Work item :: Give the listing again in full, exactly as it appears.

---*---

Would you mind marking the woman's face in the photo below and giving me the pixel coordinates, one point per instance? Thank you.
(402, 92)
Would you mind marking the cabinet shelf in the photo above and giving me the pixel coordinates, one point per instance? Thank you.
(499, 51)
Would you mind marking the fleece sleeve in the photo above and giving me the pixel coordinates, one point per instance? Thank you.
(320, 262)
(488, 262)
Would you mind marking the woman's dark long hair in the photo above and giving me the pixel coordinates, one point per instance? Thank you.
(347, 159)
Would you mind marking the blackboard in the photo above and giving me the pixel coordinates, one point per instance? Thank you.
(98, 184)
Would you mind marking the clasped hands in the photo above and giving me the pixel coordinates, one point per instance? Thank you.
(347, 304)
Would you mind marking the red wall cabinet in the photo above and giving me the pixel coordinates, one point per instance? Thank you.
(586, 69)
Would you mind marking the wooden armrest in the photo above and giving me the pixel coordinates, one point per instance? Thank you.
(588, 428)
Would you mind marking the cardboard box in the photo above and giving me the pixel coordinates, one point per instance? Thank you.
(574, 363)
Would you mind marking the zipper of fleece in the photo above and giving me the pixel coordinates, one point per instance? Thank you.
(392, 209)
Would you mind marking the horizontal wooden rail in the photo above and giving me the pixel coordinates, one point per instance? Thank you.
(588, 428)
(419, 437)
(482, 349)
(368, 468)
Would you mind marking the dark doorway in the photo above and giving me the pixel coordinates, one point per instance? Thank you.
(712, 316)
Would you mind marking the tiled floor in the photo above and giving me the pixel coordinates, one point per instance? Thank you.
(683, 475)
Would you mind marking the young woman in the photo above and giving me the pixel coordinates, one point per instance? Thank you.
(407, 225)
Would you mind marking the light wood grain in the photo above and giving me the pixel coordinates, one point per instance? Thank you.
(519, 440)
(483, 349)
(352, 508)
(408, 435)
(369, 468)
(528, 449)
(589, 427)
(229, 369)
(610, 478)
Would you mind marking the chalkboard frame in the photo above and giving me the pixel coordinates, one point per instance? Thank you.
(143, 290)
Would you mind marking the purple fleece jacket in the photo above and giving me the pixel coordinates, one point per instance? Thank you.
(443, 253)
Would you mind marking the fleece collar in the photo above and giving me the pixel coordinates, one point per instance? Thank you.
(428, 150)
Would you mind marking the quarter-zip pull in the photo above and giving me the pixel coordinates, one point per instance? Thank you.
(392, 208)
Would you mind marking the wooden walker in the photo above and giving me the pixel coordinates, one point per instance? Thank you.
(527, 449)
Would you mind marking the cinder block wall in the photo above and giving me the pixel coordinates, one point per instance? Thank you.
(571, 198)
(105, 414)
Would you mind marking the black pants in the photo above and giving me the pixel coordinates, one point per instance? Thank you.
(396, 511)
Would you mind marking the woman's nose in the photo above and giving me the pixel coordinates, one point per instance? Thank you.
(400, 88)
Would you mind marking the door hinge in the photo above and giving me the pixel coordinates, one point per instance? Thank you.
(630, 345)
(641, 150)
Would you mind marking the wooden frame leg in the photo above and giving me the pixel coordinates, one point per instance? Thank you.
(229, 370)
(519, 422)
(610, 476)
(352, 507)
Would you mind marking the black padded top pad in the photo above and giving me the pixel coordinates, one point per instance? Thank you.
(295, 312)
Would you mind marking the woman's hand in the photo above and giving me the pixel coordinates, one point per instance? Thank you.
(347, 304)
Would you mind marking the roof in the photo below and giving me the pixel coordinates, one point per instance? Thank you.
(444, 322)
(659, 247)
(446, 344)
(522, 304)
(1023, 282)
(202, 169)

---*---

Answer box ::
Would you mind marking the woman's face in the photo below and giving me the pixel coordinates, one point per instance? Thank you.
(402, 92)
Would you mind marking the cabinet shelf in the photo above and giving me the pixel coordinates, one point per instance? Thank you.
(499, 51)
Would you mind marking the fleece sleeve in the photo above and giving me the pixel coordinates, one point per instance? Thank you.
(320, 262)
(488, 262)
Would you mind marking the woman's dark long hair in the photo above and giving me the pixel coordinates, one point per instance? Thank you.
(347, 159)
Would you mind marking the blackboard in the photo above and giving me the pixel coordinates, one point per instance? Thank you.
(98, 184)
Would you mind marking the clasped hands in the photo above and giving me the pixel coordinates, one point per instance? Thank you.
(347, 304)
Would you mind marking the red wall cabinet in the photo above and giving me the pixel coordinates, one point per instance? Thank you.
(586, 69)
Would you mind marking the wooden armrest in the photo above and giving me the pixel coordinates, one point per instance? Thank you.
(588, 428)
Would you mind marking the cardboard box in the photo above and giving me the pixel coordinates, one point per instance? Thank you.
(574, 363)
Would you mind marking the zipper of fleece in the photo above and giving me the pixel coordinates, one point per instance? Thank you.
(392, 209)
Would you mind marking the horizontal wooden rail in the photo above and giving me the pixel coordinates, one point per instance? Thank you.
(588, 428)
(419, 437)
(482, 349)
(368, 468)
Would you mind marking the dark doorway in the photo above and giving me the pixel coordinates, one point per instance? Thank you.
(712, 316)
Would you mind marking the tiled floor in the photo above and giving me the pixel coordinates, one point per instance? Thank you.
(683, 475)
Would you mind marking the young woman in the photo above and giving me the pixel coordinates, one point per instance? Thank you.
(407, 225)
Would you mind marking the light wood grain in the photo above and giving me the pixel coordinates, one point per instance? Thank you.
(519, 440)
(483, 349)
(352, 508)
(408, 435)
(369, 468)
(528, 449)
(589, 427)
(229, 369)
(610, 478)
Would you mind marking the chalkboard frame in the photo above and giving me the pixel coordinates, one point per instance? Thank you.
(143, 290)
Would you mind marking the purple fleece jacket in the photo above and giving me the pixel coordinates, one point per instance? Thank you.
(443, 253)
Would you mind marking the fleece collar in the photo above and giving me the pixel coordinates, one point per instance? Thank you.
(428, 150)
Would you mind marking the quarter-zip pull in the photo above and giving me the pixel coordinates, one point per instance? Thank you.
(392, 208)
Would you mind marking the wooden walker in the photo above and giving me the pixel coordinates, one point per instance? Thank you.
(527, 449)
Would you mind marking the cinder block wall in the photo above and giving me the pixel coordinates, one point per instance? Thank you.
(571, 198)
(105, 414)
Would you mind marking the black pants in the photo above and giving me the pixel coordinates, one point per instance? Thank you.
(396, 511)
Would you mind marking the woman's nose in the photo above and giving me the pixel coordinates, one point per instance? Thank you.
(400, 88)
Would you mind marking the door hinge in the photo above and giving me the pixel coordinates, one point per instance? Thank you.
(630, 345)
(641, 150)
Would you mind marking the wooden frame leg in the photo above and giving me the pixel coordinates, one point per instance? Thank you.
(229, 370)
(519, 422)
(610, 476)
(352, 507)
Would you mind marking the black padded top pad in the photo above and giving me the pixel coordinates, one point per instance? Thank you.
(295, 312)
Would you mind marking the woman's hand in the photo above and giving me the pixel coordinates, one point per instance? Thank you.
(347, 304)
Would you mind marking the roof in the photo below and giving me the pixel coordinates, one point per instance? Thank you.
(444, 322)
(659, 247)
(446, 344)
(522, 304)
(1023, 282)
(202, 169)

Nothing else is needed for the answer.